» **Fragmento**:
_ _ _ _
Restringido

Nunca hay que rendirse

Hiroo Onoda (91) / Ex teniente japonés. Adiós al oficial que prosiguió su lucha 30 años después de la II Guerra Mundial

Hiroo Onoda durante su entrega en 1974
Hiroo Onoda durante su entrega en 1974larazon

Que los combatientes japoneses eran especialmente disciplinados no lo dudaba nadie. En 1905, habían batido en toda regla al Ejército ruso y desde los años 30, habían desencadenado una guerra sin cuartel en China. Pero su concepto de la lealtad iba mucho más allá de lo que podía entender un europeo. Incluía, por ejemplo, el compromiso de quitarse la vida antes que entregarse vencidos a un enemigo. Partiendo de esa base, no extraña ni el movimiento de los kamikaze ni tampoco el que despreciaran –y maltrataran hasta límites indecibles– a los soldados aliados que capitulaban. Las fuerzas del emperador de Japón actuaban así por la sencilla razón de que no entraba en sus parámetros que un combatiente con el más mínimo sentido del honor pudiera entregar sus armas. Antes que hacerlo, siempre era preferible arrancarse la vida. En Okinawa o en Iwo-Jima, por citar dos ejemplos paradigmáticos, prefirieron lanzarse antes a cargas suicidas que entregarse, y, de no ser por las bombas atómicas y la renuncia de Hiro-Hito a continuar la lucha, la conquista de Japón hubiera costado la vida previsiblemente a un millón de norteamericanos y a más de 200.000 británicos, que habrían tenido que conquistar palmo a palmo cada isla. Pero no todos aquellos irreductibles luchadores se dieron a la muerte. Algunos prefirieron ocultarse y seguir enfrentándose con el enemigo. Fue el caso de Hiroo Onoda, un oficial de inteligencia, que hasta 1974 estuvo oculto en la jungla de Filipinas decidido a no sucumbir ante las tropas que habían desembarcado en las islas tres décadas antes. No fue tarea fácil, porque no sólo el Ejército filipino le seguía las huellas, sino que él mismo no perdió ocasión de seguir causando bajas a un adversario que no era tal desde mucho tiempo atrás. En 1950, uno de sus compañeros ya había informado de su existencia, pero aquellos datos no sirvieron para capturarlo. De hecho, su último camarada cayó en un tiroteo con el Ejército filipino en fecha tan tardía como 1972. Onoda sólo aceptó rendirse cuando su último mando desembarcó en la isla de Lubang y logró convencerle de que la guerra había terminado y, por lo tanto, no tenía sentido continuar aquella vida. Onoda se entregó vestido con sus medallas, su katana y su uniforme, sorprendentemente pulcro tras tantos años de vida en la selva.
_ _ _ _
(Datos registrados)
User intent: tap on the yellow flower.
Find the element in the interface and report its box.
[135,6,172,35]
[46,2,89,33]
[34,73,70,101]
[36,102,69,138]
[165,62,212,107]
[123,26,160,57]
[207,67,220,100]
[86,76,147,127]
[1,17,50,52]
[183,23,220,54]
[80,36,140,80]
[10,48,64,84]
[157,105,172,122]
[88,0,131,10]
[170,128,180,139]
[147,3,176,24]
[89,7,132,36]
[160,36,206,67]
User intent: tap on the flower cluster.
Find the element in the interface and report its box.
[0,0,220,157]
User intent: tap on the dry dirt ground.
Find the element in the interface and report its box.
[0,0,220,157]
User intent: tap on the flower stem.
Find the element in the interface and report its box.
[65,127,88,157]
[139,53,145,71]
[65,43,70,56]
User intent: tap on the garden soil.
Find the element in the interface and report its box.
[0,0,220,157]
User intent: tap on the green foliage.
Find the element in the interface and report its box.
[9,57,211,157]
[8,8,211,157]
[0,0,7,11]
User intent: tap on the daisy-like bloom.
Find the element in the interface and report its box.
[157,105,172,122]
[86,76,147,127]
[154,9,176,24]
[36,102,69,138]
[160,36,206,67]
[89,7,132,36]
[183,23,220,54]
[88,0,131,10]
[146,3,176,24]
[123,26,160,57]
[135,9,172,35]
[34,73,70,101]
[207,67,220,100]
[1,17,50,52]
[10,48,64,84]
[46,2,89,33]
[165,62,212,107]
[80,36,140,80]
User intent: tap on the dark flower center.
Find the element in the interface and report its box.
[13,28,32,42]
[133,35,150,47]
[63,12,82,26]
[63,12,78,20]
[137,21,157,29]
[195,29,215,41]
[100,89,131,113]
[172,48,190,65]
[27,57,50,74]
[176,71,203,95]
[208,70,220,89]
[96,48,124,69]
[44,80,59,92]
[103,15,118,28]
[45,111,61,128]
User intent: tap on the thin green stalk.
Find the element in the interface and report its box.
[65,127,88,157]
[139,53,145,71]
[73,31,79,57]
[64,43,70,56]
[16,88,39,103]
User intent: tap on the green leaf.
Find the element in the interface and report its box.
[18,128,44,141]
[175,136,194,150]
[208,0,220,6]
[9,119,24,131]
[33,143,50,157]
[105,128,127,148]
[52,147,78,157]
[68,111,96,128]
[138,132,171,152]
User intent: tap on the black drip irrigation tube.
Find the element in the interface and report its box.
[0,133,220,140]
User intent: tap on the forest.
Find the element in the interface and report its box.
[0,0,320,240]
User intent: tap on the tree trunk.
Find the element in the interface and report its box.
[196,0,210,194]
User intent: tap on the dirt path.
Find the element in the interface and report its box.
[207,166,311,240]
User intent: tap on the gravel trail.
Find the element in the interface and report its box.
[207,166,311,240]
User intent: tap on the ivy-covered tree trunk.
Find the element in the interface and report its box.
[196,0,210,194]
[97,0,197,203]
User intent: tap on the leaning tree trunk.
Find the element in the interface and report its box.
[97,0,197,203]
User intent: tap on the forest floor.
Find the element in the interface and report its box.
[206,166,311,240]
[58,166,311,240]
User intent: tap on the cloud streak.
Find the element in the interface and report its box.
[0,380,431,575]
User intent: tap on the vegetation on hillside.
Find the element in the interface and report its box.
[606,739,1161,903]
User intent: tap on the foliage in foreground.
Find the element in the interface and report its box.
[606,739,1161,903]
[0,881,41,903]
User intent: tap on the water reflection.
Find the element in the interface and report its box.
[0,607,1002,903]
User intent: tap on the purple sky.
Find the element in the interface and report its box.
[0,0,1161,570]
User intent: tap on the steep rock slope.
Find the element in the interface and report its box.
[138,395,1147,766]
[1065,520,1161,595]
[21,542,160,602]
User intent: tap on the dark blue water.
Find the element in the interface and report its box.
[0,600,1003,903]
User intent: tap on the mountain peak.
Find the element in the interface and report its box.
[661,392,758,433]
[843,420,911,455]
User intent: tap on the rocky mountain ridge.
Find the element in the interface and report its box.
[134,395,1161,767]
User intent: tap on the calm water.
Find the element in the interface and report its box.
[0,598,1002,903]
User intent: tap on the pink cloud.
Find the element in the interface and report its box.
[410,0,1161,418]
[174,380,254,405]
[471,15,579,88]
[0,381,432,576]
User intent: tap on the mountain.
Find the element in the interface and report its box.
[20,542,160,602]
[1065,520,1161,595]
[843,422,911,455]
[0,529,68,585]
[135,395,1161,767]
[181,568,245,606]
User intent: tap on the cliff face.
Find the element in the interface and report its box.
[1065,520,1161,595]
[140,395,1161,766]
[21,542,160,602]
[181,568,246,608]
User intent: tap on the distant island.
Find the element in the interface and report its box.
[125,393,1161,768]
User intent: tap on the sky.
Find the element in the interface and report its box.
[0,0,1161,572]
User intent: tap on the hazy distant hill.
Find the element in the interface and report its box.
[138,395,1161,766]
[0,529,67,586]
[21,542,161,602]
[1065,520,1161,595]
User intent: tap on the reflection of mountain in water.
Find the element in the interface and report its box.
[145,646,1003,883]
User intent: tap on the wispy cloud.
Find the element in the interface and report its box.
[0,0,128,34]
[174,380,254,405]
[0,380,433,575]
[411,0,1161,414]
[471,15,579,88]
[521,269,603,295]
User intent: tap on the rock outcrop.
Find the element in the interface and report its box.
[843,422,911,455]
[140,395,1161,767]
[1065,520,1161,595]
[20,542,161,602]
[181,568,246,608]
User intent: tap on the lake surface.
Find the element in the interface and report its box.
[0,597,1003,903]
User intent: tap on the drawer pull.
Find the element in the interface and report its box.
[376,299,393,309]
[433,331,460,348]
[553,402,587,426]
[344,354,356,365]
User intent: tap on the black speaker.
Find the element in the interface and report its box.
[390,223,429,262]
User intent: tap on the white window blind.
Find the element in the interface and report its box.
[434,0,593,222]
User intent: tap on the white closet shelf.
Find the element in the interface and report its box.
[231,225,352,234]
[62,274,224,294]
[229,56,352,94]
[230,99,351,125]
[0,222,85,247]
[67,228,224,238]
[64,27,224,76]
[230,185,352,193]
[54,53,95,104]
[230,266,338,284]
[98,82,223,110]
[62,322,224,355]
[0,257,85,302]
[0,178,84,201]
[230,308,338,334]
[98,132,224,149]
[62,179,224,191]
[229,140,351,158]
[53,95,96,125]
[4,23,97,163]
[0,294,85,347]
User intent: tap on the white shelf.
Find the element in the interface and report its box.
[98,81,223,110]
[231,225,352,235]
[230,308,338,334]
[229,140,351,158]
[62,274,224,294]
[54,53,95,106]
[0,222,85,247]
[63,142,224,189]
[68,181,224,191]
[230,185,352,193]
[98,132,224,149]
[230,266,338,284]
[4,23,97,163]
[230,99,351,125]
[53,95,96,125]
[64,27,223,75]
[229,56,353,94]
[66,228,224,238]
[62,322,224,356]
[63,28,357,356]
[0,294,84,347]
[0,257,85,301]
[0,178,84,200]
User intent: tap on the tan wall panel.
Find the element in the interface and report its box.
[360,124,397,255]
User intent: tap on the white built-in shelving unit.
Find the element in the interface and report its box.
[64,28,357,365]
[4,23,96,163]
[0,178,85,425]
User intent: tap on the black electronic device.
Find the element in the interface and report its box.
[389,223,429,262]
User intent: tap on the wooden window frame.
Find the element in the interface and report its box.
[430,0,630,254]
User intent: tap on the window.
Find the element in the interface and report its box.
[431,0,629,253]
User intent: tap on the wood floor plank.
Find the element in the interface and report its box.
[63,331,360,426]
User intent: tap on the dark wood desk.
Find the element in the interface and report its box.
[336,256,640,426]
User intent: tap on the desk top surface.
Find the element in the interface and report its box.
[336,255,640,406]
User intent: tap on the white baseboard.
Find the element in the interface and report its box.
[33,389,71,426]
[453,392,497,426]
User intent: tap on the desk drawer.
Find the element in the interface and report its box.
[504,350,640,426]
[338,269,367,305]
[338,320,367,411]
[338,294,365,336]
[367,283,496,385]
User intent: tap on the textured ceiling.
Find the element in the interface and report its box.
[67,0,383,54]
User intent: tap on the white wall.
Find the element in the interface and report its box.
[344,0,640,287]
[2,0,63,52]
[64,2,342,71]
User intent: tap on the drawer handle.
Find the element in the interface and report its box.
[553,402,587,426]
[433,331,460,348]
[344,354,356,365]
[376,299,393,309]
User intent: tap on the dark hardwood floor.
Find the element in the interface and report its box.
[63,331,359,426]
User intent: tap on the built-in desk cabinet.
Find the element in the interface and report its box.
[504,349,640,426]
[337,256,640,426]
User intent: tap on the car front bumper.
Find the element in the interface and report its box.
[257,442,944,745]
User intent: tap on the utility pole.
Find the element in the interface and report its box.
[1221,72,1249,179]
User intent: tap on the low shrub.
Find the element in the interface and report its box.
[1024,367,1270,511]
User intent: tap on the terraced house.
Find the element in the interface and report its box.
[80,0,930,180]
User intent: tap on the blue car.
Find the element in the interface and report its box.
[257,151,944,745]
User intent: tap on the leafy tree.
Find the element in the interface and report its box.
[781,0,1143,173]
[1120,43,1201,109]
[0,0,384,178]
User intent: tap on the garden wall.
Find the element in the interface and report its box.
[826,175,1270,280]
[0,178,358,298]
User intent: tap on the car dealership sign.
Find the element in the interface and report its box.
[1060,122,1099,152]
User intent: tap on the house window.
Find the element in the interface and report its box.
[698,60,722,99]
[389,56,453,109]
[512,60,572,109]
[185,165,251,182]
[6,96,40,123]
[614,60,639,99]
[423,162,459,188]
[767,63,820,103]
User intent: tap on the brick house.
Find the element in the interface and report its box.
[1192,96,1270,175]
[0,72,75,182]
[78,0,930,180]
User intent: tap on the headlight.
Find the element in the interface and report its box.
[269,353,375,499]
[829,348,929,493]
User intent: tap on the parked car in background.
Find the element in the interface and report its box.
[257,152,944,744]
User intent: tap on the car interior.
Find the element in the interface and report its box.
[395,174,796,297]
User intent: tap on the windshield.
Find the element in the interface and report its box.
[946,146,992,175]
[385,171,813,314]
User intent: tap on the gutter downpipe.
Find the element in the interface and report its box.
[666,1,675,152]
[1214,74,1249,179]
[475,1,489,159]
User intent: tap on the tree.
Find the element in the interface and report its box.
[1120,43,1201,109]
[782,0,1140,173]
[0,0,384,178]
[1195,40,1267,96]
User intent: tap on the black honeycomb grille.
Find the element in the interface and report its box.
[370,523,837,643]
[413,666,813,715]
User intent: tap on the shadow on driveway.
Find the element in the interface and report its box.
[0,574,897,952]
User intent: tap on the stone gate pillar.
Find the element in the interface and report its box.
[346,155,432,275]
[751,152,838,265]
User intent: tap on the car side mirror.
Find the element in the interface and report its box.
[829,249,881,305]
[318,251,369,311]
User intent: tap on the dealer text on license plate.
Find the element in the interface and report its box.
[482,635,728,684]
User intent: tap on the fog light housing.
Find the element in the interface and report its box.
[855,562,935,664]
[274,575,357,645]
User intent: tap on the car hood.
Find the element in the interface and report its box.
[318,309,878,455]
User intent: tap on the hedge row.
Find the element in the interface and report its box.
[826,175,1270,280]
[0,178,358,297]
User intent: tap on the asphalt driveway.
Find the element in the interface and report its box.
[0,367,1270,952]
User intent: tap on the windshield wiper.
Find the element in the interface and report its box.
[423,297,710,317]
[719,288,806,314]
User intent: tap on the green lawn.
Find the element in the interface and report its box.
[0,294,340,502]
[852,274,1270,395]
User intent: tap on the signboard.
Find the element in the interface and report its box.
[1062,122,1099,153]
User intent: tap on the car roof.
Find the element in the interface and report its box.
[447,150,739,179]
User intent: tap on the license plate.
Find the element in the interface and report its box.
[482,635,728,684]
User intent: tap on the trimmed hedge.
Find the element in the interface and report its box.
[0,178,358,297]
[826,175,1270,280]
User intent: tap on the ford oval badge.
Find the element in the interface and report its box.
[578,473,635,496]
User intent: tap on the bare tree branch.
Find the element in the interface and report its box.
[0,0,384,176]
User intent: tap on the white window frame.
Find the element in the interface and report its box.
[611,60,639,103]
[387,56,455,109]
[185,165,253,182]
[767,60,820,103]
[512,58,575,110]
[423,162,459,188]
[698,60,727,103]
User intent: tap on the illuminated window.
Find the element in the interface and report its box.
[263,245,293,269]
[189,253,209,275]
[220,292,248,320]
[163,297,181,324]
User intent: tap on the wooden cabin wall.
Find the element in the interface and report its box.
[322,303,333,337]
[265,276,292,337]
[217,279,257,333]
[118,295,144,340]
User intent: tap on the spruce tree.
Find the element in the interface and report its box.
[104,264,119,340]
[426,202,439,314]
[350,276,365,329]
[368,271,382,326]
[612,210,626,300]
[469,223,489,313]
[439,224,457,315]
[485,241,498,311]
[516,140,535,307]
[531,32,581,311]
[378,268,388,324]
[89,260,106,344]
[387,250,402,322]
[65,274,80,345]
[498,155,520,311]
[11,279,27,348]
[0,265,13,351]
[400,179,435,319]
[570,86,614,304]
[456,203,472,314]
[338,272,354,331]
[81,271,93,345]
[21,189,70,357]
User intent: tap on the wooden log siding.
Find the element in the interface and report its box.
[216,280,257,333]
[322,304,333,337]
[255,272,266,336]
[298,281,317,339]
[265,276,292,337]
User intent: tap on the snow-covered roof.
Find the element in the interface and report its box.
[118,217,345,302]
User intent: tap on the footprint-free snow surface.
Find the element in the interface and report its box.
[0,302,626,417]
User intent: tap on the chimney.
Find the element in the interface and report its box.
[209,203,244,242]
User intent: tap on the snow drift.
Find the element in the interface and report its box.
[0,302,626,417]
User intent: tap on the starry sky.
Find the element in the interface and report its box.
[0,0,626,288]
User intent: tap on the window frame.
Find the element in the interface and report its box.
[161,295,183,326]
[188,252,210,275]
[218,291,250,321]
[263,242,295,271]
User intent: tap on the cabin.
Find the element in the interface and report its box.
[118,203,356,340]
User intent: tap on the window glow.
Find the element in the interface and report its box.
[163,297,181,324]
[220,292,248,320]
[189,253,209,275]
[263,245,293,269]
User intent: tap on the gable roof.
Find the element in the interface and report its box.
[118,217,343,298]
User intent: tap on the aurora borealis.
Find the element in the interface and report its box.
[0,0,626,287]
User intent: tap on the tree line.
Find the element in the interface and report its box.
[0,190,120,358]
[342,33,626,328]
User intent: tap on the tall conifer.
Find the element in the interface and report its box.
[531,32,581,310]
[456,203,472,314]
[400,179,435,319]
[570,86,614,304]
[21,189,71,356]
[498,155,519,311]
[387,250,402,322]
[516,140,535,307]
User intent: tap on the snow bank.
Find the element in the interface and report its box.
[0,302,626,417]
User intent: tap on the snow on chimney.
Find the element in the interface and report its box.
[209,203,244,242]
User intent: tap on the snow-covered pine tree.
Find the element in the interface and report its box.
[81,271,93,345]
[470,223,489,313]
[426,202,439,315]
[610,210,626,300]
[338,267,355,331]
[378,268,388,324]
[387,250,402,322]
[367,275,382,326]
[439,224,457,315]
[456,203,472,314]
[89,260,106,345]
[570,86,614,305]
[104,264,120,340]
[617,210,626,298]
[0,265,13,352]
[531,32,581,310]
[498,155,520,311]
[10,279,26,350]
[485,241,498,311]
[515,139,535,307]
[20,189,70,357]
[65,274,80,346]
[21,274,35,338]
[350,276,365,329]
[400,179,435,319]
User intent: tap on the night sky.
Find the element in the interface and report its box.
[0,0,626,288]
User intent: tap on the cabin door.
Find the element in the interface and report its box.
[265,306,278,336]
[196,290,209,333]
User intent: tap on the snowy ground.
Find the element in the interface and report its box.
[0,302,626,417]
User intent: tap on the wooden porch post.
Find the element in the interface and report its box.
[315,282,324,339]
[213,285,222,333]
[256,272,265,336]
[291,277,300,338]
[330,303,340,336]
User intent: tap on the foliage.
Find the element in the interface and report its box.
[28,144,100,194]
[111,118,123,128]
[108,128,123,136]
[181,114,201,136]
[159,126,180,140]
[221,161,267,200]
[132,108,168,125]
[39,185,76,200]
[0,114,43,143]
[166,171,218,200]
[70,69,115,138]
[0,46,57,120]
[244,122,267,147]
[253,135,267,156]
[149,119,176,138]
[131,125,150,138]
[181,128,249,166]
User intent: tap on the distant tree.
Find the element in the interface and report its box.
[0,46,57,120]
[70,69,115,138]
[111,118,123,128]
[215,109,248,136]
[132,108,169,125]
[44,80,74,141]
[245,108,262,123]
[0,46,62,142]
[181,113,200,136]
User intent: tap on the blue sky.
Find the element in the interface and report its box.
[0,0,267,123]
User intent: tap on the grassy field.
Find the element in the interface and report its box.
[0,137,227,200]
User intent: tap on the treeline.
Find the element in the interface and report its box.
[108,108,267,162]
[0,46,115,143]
_ _ _ _
» **Encargo A**: ¿Qué años escritos con cuatro cifras aparecen en el fragmento sobre Hiroo Onoda? Enuméralos sin repetir ninguno.
» **Encargo B**: Retoma el fragmento sobre Hiroo Onoda a partir de su última frase y continúalo con un párrafo breve.

» **Resultado A**: 1974, 1905, 1950, 1972

» **Resultado B**:
Teóricamente, debería haber sido juzgado, porque en el curso de aquellos años había dado muerte, solo o en compañía de sus camaradas, a unas treinta personas. El presidente Marcos prefirió perdonarlo y Onoda regresó a Japón. No logró adaptarse a aquel mundo nuevo y en 1975, a los pocos meses, emigró a Brasil y se convirtió en granjero. En 1984, retornó a Japón y se dedicó a abrir campamentos para niños. Su caso no fue excepcional. En 1972, Soichi Yoko, se había rendido en la isla de Guam y todavía en 2005, circularon noticias que hablaban de dos japoneses que, en los años ochenta, se ocultaban en la isla de Mindanao decididos a continuar resistiendo, fundamentalmente, porque temían que se les juzgara por deserción. Hiroo Onoda, de 91 años, falleció este jueves en un hospital de Tokio. Su mundo había muerto mucho antes.